::: GIVEN TEXT

I tend to think a God wanting to get his message out through a book would use terms that meant exactly what his followers and possible followers would use in order to be understood as his followers currently understand.

There were no footnotes at the bottom of any page saying *To God, one day is equal to 1000 years

One day is one day. 7 days is a week.

God "could say" On the 7th Ostrich I rested. Explanation from the believers is that God did not rest on the 7th Ostrich, what he meant was on the 7th day he rested, God "could" use Ostrich as HIS way of saying day(He is God and we cannot understand what is in his mind)...and it "could" equal 100 or 1000 days......

Baloney, If God is rambling on in jargon that only he can understand there is no sense having any of it written down for us to try to figure out. A day is a day.


----------



## JB0704 (Jul 10, 2013)

bullethead said:


> There were no footnotes at the bottom of any page saying *To God, one day is equal to 1000 years



It's in there.



bullethead said:


> One day is one day. 7 days is a week.



What is a day measured by?



bullethead said:


> God "could say" On the 7th Ostrich I rested. Explanation from the believers is that God did not rest on the 7th Ostrich, what he meant was on the 7th day he rested, God "could" use Ostrich as HIS way of saying day(He is God and we cannot understand what is in his mind)...and it "could" equal 100 or 1000 days......
> 
> Baloney, If God is rambling on in jargon that only he can understand there is no sense having any of it written down for us to try to figure out. A day is a day.



What does time mean?  Consider the phrase "it is time for x,y,z."

-It could mean that X,Y,Z happens at a specific time (nap at noon)
-it could mean that enough time has passed for X,Y, Z to occur (long day, need a nap)
 -it could mean that X,Y,Z is a result of actions taken which will now lead to other actions (bad kid needing a "time out" nap)
-It could be frustration that x,y,z has not occurred (I'm overdue for a nap)

That's 4 different interpretations of one word I dreamed up in about 10 seconds.


----------



## bullethead (Jul 10, 2013)

JB0704 said:


> It's in there.
> 
> 
> 
> ...




It means that if I say I will see you tomorrow, you can bet I will show up within 24hours, not in 24,000 hours. It means when I order 1 day delivery, the item is on my porch the next day not 1000 years later. It means when I say this time one week from today... the day I am talking about is a Wednesday, 7 days from today, 168 hours from today,10,080 minutes from today.

You want to make your version complicated...that is your choice.
Any God worth his worship(yep I hold a God to God-like capabilities) would make his word so easily understandable that no one could possibly question it's meaning.


----------



## JB0704 (Jul 10, 2013)

bullethead said:


> It means that if I say I will see you tomorrow, you can bet I will show up within 24hours, not in 24,000 hours. It means when I order 1 day delivery, the item is on my porch the next day not 1000 years later. It means when I say this time one week from today... the day I am talking about is a Wednesday, 7 days from today, 168 hours from today,10,080 minutes from today.

::::::
::: PROVIDED MATERIAL

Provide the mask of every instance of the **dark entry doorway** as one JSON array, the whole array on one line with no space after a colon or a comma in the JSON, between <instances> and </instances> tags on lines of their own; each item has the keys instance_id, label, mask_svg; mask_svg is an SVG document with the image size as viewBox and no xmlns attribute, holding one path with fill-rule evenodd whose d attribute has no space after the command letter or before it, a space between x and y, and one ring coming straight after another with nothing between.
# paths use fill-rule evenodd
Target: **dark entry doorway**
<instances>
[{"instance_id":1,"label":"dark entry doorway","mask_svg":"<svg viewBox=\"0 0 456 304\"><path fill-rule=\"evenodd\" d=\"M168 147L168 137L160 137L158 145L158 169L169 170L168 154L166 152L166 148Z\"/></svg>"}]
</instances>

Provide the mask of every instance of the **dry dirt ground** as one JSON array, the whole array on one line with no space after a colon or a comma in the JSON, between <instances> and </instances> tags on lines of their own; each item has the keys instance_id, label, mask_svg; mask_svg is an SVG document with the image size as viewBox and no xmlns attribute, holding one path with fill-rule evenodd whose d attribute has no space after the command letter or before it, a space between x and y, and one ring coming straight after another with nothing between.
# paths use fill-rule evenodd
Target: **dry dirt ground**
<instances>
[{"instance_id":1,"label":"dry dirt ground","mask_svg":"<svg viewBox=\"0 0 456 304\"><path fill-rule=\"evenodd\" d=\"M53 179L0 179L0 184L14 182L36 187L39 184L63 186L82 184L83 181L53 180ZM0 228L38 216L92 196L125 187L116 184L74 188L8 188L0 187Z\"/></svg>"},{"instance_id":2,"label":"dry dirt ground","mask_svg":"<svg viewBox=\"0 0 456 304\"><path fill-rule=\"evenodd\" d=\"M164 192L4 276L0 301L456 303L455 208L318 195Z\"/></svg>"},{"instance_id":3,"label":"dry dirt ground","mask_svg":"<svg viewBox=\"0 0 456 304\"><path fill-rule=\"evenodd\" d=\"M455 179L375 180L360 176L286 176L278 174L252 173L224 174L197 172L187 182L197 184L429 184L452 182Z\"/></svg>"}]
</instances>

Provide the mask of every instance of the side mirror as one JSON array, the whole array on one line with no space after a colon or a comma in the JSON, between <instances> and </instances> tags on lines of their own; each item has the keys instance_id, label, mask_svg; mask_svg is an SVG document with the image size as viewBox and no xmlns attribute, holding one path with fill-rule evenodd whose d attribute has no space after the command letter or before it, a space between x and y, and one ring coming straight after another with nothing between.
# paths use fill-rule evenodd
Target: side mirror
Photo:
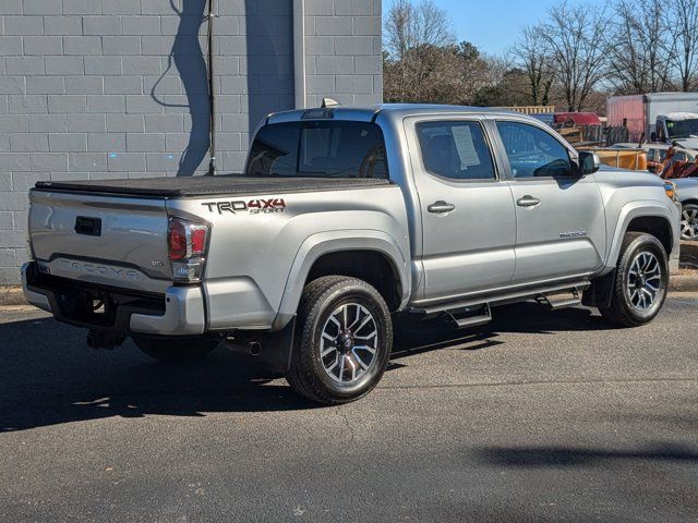
<instances>
[{"instance_id":1,"label":"side mirror","mask_svg":"<svg viewBox=\"0 0 698 523\"><path fill-rule=\"evenodd\" d=\"M593 174L601 168L601 158L595 153L589 150L579 151L579 174L585 177Z\"/></svg>"}]
</instances>

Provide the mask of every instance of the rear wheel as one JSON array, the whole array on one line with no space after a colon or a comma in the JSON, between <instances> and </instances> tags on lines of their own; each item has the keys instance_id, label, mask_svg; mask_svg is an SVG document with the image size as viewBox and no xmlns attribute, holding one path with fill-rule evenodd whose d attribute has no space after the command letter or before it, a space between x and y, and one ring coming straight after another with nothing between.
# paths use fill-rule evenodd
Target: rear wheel
<instances>
[{"instance_id":1,"label":"rear wheel","mask_svg":"<svg viewBox=\"0 0 698 523\"><path fill-rule=\"evenodd\" d=\"M661 242L651 234L629 232L623 240L611 303L601 315L622 327L654 319L666 299L669 264Z\"/></svg>"},{"instance_id":2,"label":"rear wheel","mask_svg":"<svg viewBox=\"0 0 698 523\"><path fill-rule=\"evenodd\" d=\"M142 352L160 362L195 362L218 346L217 340L202 338L134 336L133 341Z\"/></svg>"},{"instance_id":3,"label":"rear wheel","mask_svg":"<svg viewBox=\"0 0 698 523\"><path fill-rule=\"evenodd\" d=\"M698 205L686 204L681 212L681 239L698 240Z\"/></svg>"},{"instance_id":4,"label":"rear wheel","mask_svg":"<svg viewBox=\"0 0 698 523\"><path fill-rule=\"evenodd\" d=\"M368 394L381 380L393 348L390 313L365 281L320 278L303 291L287 380L326 405Z\"/></svg>"}]
</instances>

::::::

→ DIRECTION A: How many interpretations of one word does JB0704 say he dreamed up in the forum thread?
→ DIRECTION B: From the forum thread, extract the passage starting at "-it could mean that X,Y,Z is" and ending at "bullethead (Jul 10, 2013)".

→ PROBLEM SOLUTION A: Four.

→ PROBLEM SOLUTION B:
-it could mean that X,Y,Z is a result of actions taken which will now lead to other actions (bad kid needing a "time out" nap)
-It could be frustration that x,y,z has not occurred (I'm overdue for a nap)

That's 4 different interpretations of one word I dreamed up in about 10 seconds.


----------



## bullethead (Jul 10, 2013)